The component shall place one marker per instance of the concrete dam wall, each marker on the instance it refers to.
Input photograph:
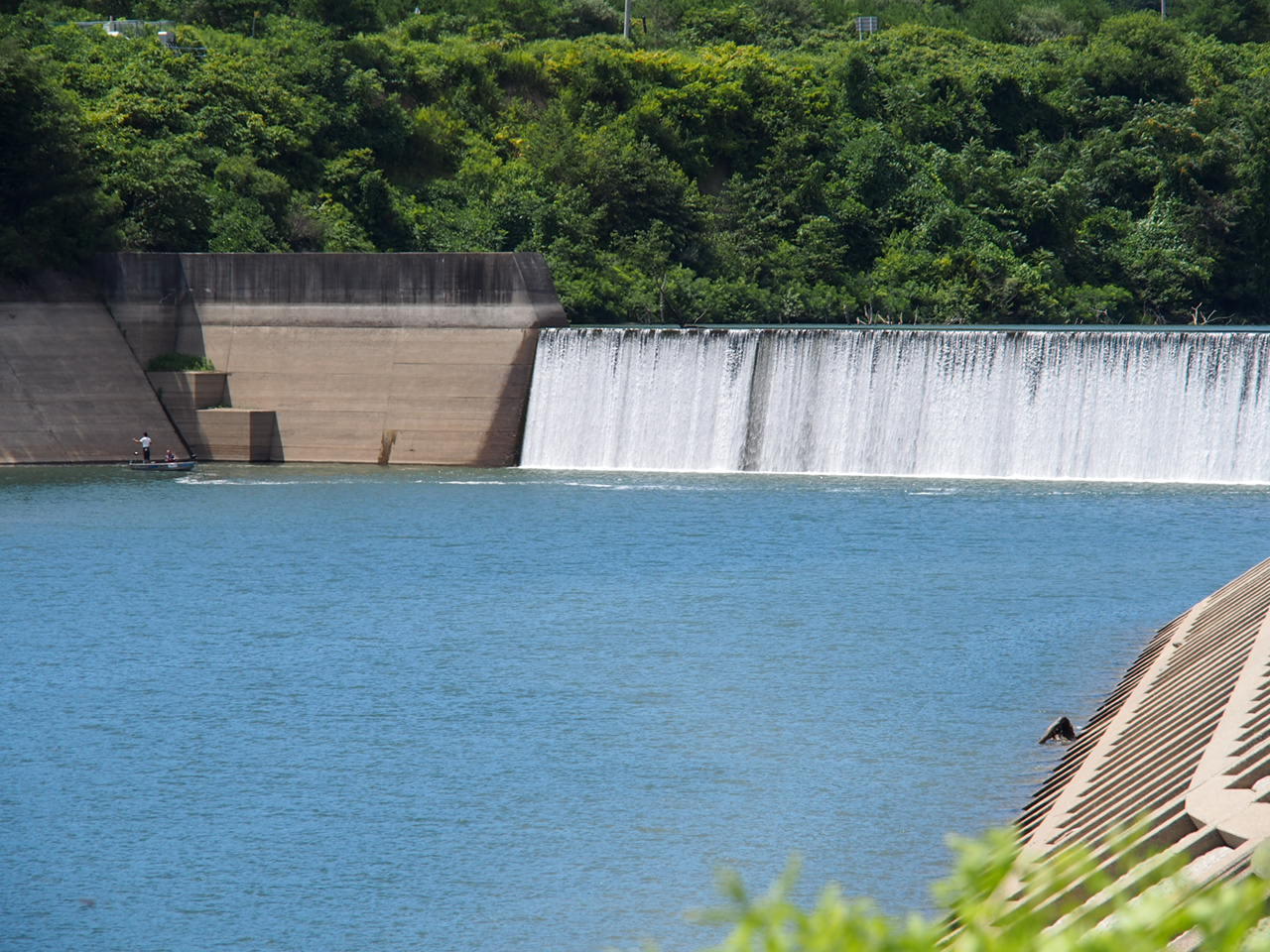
(418, 358)
(70, 389)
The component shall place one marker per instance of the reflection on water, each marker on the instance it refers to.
(356, 707)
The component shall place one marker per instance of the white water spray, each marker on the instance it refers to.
(1092, 405)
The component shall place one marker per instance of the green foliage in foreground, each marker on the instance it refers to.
(743, 163)
(180, 362)
(997, 905)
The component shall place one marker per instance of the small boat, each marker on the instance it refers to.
(162, 465)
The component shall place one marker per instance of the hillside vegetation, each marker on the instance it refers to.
(997, 160)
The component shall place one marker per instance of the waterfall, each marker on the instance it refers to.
(1165, 405)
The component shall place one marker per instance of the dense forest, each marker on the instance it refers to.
(731, 160)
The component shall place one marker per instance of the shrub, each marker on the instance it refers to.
(181, 362)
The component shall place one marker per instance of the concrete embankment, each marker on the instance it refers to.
(416, 358)
(1182, 749)
(70, 389)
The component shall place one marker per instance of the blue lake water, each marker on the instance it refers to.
(312, 707)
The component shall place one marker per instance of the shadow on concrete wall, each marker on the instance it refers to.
(503, 447)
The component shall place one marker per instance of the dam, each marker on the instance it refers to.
(1072, 404)
(452, 359)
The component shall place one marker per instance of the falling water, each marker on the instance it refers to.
(1084, 405)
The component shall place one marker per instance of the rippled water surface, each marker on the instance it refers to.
(362, 708)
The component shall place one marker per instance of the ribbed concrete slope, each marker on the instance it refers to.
(70, 389)
(1183, 746)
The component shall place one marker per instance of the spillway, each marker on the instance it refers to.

• • • • •

-- Task --
Please output each line above exactly and omit all images.

-- Answer to the problem --
The component shall place one marker per instance of the concrete dam wall, each marker on the instance it refers to.
Input photograph:
(418, 358)
(70, 389)
The component shall place one marker per instance of the reflection on water, each marker on the instance it refers to.
(356, 707)
The component shall place one marker per instance of the white water spray, each marker on the instance it refers to.
(1092, 405)
The component shall place one marker per instance of the green foliage in foreground, each marker on the instance it refers to.
(743, 163)
(180, 362)
(997, 905)
The component shall place one marker per instance of the small boat, each marker on the instance it refers to.
(162, 465)
The component shall place one marker per instance of the hillside vegetation, each marker on the instance it refers to.
(997, 160)
The component shall place one marker per instance of the waterfall, each marker on the instance it refers to.
(1165, 405)
The component shall place one marker per instance of the dense forest, each marker on the instance it refers to.
(731, 160)
The component shall place one marker per instance of the shrub, each marker on the instance it refers to.
(181, 362)
The component shall place one marker per instance of the concrete embankment, each marker on the instance it refers to.
(416, 358)
(1182, 749)
(70, 389)
The component shall place one marker per instance of the blue lake water, each marker on the instance it refers to.
(312, 707)
The component shall place one marker per instance of the shadow on concrete wall, each marker on the instance it refers to.
(503, 447)
The component shall place one marker per instance of the dam, each marker on the instance it refers to.
(1072, 404)
(452, 359)
The component shall place one marker per instance of the falling water, each marker on the instance it refers to.
(1084, 405)
The component shall place one marker per instance of the rippled water surface, each marker on the instance it refers to.
(362, 708)
The component shall place one marker per instance of the ribbed concrete slope, each marker on the instance it refers to.
(70, 389)
(1183, 746)
The component shall place one marker per instance of the spillway, each marker on the instance it refers to.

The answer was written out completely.